DATA SECTION:

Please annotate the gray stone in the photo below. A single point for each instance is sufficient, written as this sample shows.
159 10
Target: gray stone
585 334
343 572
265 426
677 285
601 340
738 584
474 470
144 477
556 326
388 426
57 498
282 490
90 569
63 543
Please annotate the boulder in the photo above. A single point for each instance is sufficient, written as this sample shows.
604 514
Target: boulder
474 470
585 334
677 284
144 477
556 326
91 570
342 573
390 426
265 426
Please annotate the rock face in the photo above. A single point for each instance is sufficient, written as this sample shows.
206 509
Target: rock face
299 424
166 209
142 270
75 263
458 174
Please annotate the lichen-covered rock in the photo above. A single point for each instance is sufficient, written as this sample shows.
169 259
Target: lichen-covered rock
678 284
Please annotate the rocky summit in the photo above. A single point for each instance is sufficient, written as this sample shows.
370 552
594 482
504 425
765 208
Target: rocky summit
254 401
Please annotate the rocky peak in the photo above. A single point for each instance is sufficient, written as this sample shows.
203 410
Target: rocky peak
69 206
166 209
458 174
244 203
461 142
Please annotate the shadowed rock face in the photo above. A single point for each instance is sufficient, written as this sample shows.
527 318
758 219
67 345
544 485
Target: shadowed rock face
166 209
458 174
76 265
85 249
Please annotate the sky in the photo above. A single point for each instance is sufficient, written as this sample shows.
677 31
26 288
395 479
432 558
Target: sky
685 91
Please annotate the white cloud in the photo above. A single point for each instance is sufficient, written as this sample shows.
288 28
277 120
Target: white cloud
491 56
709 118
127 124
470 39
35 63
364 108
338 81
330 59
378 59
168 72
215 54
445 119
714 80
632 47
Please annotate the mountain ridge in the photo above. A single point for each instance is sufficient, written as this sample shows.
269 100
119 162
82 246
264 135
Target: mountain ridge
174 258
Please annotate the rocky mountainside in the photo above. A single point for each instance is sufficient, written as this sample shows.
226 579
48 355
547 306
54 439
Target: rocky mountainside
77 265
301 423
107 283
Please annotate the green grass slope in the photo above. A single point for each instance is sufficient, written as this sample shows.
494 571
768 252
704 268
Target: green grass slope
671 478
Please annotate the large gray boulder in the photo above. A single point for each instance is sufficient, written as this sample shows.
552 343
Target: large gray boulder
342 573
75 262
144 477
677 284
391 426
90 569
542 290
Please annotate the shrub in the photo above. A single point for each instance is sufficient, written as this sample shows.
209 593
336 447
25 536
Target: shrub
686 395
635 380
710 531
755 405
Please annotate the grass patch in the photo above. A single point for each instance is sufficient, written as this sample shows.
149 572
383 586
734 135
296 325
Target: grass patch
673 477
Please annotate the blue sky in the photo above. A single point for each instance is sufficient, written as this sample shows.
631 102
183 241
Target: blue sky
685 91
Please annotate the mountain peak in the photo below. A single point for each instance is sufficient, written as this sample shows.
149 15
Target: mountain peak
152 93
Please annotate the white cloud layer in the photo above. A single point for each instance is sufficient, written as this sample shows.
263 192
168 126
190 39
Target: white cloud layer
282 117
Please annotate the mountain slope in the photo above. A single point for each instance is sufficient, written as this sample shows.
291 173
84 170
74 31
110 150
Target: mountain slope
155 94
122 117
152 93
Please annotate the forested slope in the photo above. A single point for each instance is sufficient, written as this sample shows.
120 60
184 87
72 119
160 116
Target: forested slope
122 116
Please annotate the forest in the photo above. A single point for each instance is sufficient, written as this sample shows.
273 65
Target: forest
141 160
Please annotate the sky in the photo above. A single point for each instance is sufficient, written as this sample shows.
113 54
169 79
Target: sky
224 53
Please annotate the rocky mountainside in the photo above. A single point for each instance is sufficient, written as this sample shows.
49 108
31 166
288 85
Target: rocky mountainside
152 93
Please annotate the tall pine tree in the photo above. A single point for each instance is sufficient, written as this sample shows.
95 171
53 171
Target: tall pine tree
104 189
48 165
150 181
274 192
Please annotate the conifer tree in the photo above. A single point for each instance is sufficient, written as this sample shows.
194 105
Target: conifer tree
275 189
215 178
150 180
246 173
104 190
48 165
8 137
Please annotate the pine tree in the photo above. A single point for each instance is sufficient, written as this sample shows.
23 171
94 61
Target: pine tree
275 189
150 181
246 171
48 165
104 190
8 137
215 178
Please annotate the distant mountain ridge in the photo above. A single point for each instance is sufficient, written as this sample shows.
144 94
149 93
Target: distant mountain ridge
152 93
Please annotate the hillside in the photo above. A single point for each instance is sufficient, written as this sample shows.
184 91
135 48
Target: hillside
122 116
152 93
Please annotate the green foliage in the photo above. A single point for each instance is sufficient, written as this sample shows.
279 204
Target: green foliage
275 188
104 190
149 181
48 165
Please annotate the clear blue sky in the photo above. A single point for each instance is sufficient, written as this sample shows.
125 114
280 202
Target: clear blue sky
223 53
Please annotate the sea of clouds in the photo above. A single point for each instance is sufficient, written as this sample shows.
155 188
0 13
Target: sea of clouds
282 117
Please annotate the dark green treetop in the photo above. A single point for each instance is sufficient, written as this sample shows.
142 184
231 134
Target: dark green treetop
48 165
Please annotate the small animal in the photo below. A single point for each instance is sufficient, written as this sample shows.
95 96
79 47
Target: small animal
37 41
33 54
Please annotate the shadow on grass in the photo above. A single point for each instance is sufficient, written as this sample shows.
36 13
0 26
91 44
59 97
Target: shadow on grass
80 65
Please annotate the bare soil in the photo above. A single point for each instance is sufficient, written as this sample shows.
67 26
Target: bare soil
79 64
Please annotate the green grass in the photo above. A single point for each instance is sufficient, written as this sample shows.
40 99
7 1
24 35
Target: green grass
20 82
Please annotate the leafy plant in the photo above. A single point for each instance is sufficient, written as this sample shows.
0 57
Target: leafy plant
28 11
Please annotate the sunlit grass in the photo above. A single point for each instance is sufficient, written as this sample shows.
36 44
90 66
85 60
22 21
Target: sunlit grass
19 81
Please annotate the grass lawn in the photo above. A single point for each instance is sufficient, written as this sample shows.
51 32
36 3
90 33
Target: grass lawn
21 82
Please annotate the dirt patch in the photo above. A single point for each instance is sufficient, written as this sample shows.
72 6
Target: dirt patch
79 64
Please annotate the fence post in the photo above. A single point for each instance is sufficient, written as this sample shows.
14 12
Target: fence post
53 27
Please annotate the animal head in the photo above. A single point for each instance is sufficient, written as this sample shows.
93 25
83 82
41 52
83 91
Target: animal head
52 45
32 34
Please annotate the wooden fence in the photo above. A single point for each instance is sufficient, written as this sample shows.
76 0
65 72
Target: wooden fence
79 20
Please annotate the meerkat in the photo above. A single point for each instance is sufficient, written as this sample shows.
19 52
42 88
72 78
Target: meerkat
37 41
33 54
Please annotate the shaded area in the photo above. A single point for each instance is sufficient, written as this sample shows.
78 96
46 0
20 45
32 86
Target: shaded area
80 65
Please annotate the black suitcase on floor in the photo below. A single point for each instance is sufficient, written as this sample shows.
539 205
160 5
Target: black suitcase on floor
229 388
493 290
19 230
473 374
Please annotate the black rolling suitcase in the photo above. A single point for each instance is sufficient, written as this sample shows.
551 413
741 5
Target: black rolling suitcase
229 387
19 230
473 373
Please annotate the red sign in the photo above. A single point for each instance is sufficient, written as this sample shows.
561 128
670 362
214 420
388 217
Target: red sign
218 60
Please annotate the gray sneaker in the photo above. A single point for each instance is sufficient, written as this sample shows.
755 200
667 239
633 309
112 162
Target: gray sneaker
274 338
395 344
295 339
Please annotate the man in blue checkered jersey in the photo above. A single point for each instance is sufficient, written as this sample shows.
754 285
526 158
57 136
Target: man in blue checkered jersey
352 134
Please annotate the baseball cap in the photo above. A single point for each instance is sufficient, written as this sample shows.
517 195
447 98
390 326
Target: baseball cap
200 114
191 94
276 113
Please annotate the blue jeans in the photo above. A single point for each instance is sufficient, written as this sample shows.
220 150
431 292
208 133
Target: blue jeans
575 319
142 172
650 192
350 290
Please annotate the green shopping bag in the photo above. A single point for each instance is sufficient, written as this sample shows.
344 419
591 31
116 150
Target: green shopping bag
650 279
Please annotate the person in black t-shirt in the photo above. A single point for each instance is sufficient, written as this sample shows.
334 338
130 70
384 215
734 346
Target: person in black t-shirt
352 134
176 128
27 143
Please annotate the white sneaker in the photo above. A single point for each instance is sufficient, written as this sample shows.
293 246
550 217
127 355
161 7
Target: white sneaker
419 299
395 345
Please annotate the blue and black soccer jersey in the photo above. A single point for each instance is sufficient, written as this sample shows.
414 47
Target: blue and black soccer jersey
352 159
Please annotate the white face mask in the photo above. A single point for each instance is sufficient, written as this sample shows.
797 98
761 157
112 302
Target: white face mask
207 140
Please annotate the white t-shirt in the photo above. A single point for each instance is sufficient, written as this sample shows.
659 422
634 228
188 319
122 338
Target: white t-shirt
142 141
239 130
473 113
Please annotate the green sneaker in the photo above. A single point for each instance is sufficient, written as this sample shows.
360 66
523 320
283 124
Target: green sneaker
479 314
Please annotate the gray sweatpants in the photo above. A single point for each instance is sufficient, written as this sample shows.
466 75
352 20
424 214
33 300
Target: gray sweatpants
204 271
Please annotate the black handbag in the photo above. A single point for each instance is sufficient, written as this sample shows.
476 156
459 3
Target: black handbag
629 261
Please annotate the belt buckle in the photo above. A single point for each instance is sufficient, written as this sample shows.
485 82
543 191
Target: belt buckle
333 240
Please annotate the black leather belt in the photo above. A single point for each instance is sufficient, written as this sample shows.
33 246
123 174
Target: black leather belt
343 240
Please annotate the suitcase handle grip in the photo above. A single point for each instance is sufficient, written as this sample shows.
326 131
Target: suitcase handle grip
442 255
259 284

EXERCISE INSTRUCTIONS: The task calls for every line of the material that contains the string "below".

EXERCISE SOLUTION:
Please annotate the gray stone in the photo below. A single point for each instance is sufficient, written as this sample shows.
Please annotate the mountain peak in the photo below. A single point for each instance is sufficient, written as this sample shows.
Please annotate the small animal in the photo below. A single point for each instance is sufficient, written as this sample shows.
Please annotate the black suitcase on floor in the photo below. A single point for each instance is sufficient, written as this sample shows.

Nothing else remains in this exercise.